* _SELECTED EXTRACT_
Was there fault by the Council causing an injustice to Mr B or his family?

  1. The Council responded to a draft of this statement. It says that Mr B did not agree to providers assessing whether they could meet his needs, but decided to move to Home A. I have some sympathy with the Council’s position. Mr B’s family is aware that his needs may be met in a variety of ways and not just by Home A, and in addition, Mr B had to make a decision about Home A while there was a vacancy.
  2. Events moved quickly and the parties agree that neither Mr B nor his family were inflexible about where he might live, and did not deliberately refuse other provider’s assessing whether they were a good fit. However, the Council cannot evidence that it investigated available homes sufficiently or offered a place within Mr B’s personal budget.
  3. This was fault by the Council. It is not enough for the Council to say that it expects homes to provide services to people of all cultural, ethnic and religious backgrounds. It must satisfy itself that it has offered a home that can actually do this within Mr B’s personal budget.
  4. I can see how Mr B misunderstood the funding arrangements, and I do believe that his mistake is genuine. However, there was no fault by the Council in how it communicated with the family about how Mr B’s place at Home A would be funded. The relevant information was made available to Mr B and he would have seen that his father had to contribute to his care and that his father could not pay the third party top up.
  5. I have seen the Council’s financial assessment by which it decided how much Mr B should contribute to his care. There was no fault by the Council here.

* _SOURCE DATA_
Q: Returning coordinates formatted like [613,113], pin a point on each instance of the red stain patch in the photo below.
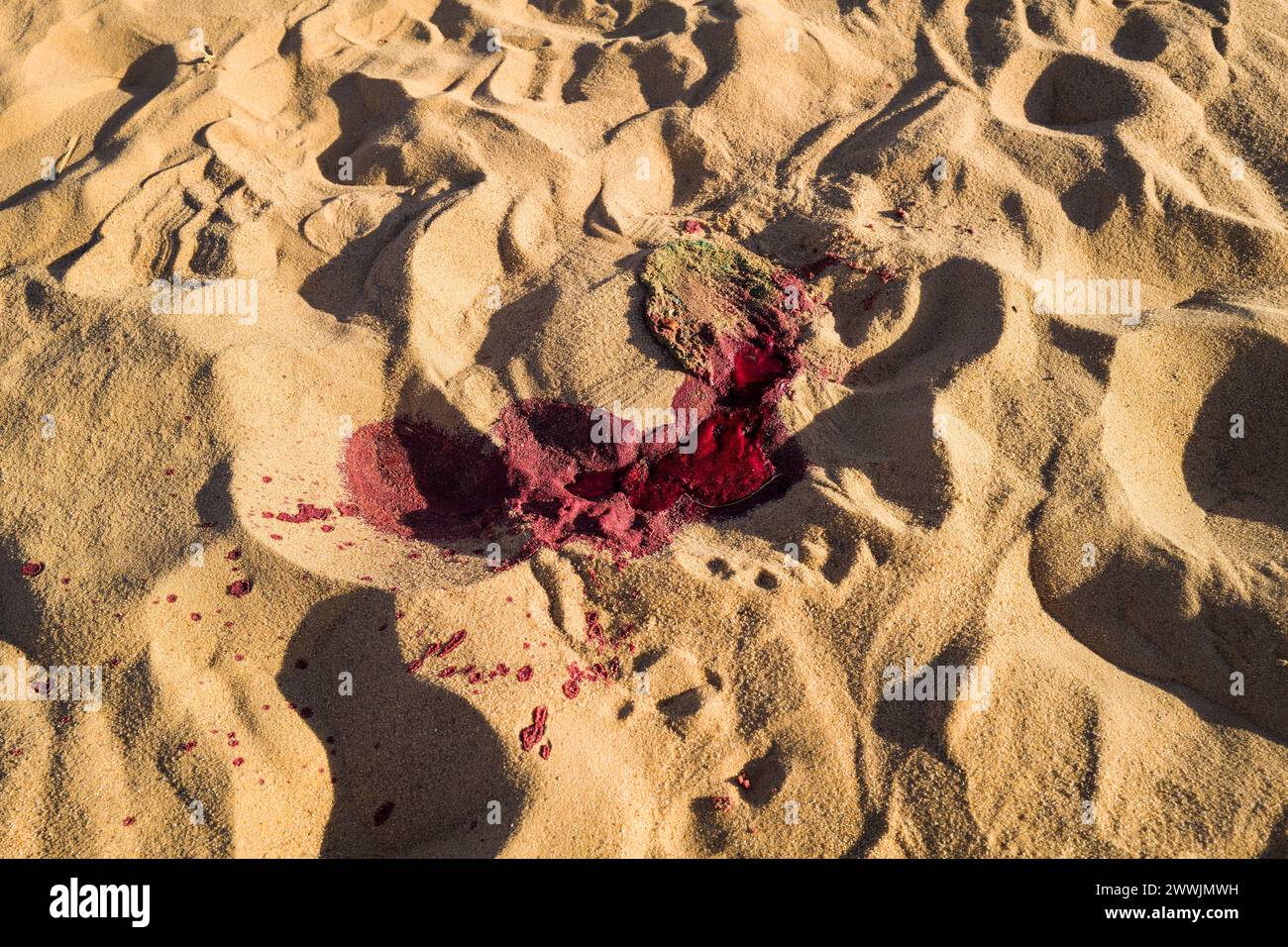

* _CHALLENGES_
- 1) Return, word for word, the part of the statement about the Council's fault that opens with the words containing "Was there fault" and closes with "place within Mr B’s personal budget.".
- 2) Resume the statement about the Council's fault, writing on from its final sentence.
The data come from a different source than the statement about the Council's fault.

* _FINAL RESULTS_
- 1)
Was there fault by the Council causing an injustice to Mr B or his family?

  1. The Council responded to a draft of this statement. It says that Mr B did not agree to providers assessing whether they could meet his needs, but decided to move to Home A. I have some sympathy with the Council’s position. Mr B’s family is aware that his needs may be met in a variety of ways and not just by Home A, and in addition, Mr B had to make a decision about Home A while there was a vacancy.
  2. Events moved quickly and the parties agree that neither Mr B nor his family were inflexible about where he might live, and did not deliberately refuse other provider’s assessing whether they were a good fit. However, the Council cannot evidence that it investigated available homes sufficiently or offered a place within Mr B’s personal budget.

- 2)
  6. The Council’s shortcomings have meant that Mr X cannot be sure whether it should be meeting the shortfall in fees and has left Mr B’s future uncertain. The Council should take action to remedy this.

Agreed action

  1. Within one month of this decision, the Council will show the Ombudsman that it has:
    • Apologised to Mr B and Mr X;
    • Taken over payment of the third party top up;
    • Paid to Mr X the total of the third party top up payments he has made to date (or to the home the top up payments due); and
    • Shared this decision with relevant staff.
  2. Within two months, the Council will show the Ombudsman it has investigated how other homes can meet Mr B’s language and religious needs within his personal budget.
  3. If the Council cannot find a home that can do this, then it will continue to pay the third-party top up fees. If it finds a home that can meet Mr B’s needs, then he and his family can decide whether to move to the cheaper home, or whether to resume paying the third party top up fees.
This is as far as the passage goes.